### Given text
Actions and Commitments

Call to Action # 86: Media and Reconciliation (84-86)

MacEwan – Communication Studies’ Journalism Program

April 16, 2024

Bachelor of Communication Studies Journalism Major

You want to be a professional news journalist. You are committed to investigating ideas and uncovering the truth. In this major, you prepare for the journalism industry, learning in-depth writing, research and reporting skills.

The major in journalism provides you with a set of integrative skills that include writing, research and reporting. Through option courses, you specialize in an area of interest: online digital storytelling, arts and culture reporting, feature writing, current affairs reporting or investigative reporting.

The Communication Studies’ Journalism Program’s Commitment to Truth and Reconciliation

As part of our commitment to the TRC’s call to action, the Dept of Communication at MacEwan will be implementing an Indigenous course requirement (ICR) for students starting fall 2024. They need to take at least one ICR course before they can graduate from the program.

### Dataset content
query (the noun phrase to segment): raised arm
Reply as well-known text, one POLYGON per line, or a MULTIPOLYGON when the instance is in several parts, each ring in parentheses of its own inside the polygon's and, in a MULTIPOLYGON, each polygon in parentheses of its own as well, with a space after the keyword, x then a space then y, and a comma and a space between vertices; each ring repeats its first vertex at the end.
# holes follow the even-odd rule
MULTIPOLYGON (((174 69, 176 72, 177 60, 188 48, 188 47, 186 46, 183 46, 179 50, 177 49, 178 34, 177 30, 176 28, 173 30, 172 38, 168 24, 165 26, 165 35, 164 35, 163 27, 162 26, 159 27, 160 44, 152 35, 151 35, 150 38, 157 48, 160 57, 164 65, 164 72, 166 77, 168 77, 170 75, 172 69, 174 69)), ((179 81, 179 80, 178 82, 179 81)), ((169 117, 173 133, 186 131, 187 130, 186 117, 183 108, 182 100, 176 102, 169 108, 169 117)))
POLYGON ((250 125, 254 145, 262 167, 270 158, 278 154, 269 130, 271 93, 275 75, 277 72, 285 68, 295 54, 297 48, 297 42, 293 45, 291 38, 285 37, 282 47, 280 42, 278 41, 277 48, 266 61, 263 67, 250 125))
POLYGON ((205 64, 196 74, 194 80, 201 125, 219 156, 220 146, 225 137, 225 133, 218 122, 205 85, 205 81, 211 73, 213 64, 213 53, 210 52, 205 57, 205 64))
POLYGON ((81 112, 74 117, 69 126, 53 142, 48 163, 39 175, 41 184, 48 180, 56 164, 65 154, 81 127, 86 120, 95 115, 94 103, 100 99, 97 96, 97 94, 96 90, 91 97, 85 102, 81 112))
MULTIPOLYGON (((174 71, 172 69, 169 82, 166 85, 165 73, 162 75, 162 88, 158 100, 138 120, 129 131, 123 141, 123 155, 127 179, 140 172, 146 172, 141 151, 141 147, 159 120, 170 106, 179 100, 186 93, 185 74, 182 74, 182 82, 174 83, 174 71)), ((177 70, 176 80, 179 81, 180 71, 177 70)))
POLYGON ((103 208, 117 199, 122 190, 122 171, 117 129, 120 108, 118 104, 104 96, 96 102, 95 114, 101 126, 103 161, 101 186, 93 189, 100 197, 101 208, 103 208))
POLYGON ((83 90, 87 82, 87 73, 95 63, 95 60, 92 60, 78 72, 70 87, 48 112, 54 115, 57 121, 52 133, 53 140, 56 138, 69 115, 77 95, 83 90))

### Written problem
Reproduce the MacEwan journalism text in full, word for word. The material here is unrelated to the MacEwan journalism text.

### Output of the exercise
Actions and Commitments

Call to Action # 86: Media and Reconciliation (84-86)

MacEwan – Communication Studies’ Journalism Program

April 16, 2024

Bachelor of Communication Studies Journalism Major

You want to be a professional news journalist. You are committed to investigating ideas and uncovering the truth. In this major, you prepare for the journalism industry, learning in-depth writing, research and reporting skills.

The major in journalism provides you with a set of integrative skills that include writing, research and reporting. Through option courses, you specialize in an area of interest: online digital storytelling, arts and culture reporting, feature writing, current affairs reporting or investigative reporting.

The Communication Studies’ Journalism Program’s Commitment to Truth and Reconciliation

As part of our commitment to the TRC’s call to action, the Dept of Communication at MacEwan will be implementing an Indigenous course requirement (ICR) for students starting fall 2024. They need to take at least one ICR course before they can graduate from the program.